%%

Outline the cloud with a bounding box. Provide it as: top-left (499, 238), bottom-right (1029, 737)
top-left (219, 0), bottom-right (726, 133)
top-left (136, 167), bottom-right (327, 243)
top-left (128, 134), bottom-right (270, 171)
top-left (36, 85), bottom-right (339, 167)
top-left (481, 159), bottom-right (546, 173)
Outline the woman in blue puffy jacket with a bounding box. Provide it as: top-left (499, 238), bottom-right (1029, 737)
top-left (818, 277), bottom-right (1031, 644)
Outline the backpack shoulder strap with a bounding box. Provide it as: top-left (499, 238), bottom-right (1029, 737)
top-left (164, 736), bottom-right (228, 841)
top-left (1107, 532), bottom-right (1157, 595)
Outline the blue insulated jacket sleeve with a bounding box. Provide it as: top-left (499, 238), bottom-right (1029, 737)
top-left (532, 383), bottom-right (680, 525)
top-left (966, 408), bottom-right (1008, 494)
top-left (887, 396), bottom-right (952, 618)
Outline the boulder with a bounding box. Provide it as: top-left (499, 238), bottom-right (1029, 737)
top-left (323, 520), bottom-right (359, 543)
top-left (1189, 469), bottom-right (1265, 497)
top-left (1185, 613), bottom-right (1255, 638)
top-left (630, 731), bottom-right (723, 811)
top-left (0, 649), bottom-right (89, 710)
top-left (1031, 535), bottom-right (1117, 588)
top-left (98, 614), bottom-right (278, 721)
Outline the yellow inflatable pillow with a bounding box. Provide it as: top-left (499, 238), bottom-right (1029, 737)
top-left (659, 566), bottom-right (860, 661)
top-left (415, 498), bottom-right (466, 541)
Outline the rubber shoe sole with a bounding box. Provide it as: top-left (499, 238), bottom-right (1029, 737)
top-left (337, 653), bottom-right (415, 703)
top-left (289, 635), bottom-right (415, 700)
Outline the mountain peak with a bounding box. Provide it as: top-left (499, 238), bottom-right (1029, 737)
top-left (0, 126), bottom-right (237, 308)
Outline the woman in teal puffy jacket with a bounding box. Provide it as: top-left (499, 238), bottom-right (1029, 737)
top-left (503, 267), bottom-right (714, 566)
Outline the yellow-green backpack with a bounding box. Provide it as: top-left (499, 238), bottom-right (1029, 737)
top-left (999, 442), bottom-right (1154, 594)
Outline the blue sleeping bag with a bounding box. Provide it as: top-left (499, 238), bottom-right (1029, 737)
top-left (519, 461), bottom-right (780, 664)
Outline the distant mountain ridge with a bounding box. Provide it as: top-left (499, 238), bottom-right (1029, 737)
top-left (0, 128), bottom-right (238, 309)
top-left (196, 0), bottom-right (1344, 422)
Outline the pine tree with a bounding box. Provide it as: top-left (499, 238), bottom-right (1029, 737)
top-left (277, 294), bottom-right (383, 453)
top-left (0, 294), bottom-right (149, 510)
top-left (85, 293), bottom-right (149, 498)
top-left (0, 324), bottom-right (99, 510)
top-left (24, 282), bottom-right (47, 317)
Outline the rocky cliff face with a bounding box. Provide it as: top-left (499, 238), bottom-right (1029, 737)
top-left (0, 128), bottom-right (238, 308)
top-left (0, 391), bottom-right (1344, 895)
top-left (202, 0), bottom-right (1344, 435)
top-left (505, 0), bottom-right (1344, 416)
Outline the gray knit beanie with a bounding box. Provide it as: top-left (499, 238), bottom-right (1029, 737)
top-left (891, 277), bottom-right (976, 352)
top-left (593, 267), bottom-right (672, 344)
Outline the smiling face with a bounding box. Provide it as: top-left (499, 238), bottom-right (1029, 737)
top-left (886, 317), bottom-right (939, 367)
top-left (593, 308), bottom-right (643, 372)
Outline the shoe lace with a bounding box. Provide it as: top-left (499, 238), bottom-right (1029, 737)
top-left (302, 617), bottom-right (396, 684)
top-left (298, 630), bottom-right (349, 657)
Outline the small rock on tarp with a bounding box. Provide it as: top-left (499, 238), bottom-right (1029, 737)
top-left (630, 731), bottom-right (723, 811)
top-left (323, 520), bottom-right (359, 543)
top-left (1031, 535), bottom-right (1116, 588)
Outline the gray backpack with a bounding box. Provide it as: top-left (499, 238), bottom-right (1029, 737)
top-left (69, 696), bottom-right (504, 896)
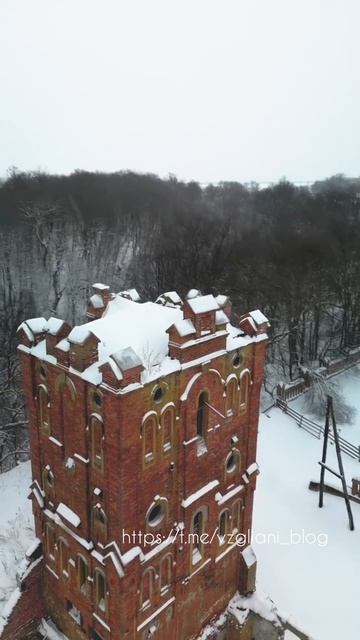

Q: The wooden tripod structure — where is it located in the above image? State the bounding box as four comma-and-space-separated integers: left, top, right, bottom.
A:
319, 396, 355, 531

%%

Rewrite the lines starting with the one containing "Outline the yellow-green" and going on through the one containing "top-left (196, 0), bottom-right (1344, 422)", replacing "sleeping bag" with "sleeping pad" and leaving everything else the same.

» **Response to this exercise**
Outline the yellow-green backpack with a bounding box. Provide it as: top-left (499, 238), bottom-right (1029, 737)
top-left (999, 442), bottom-right (1154, 594)
Outline the blue sleeping pad with a bounding box. Provide it as: top-left (499, 238), bottom-right (1029, 737)
top-left (519, 461), bottom-right (780, 664)
Outline the distant mountain ridge with a bounding box. Provide it as: top-left (499, 238), bottom-right (1029, 737)
top-left (0, 128), bottom-right (238, 309)
top-left (196, 0), bottom-right (1344, 422)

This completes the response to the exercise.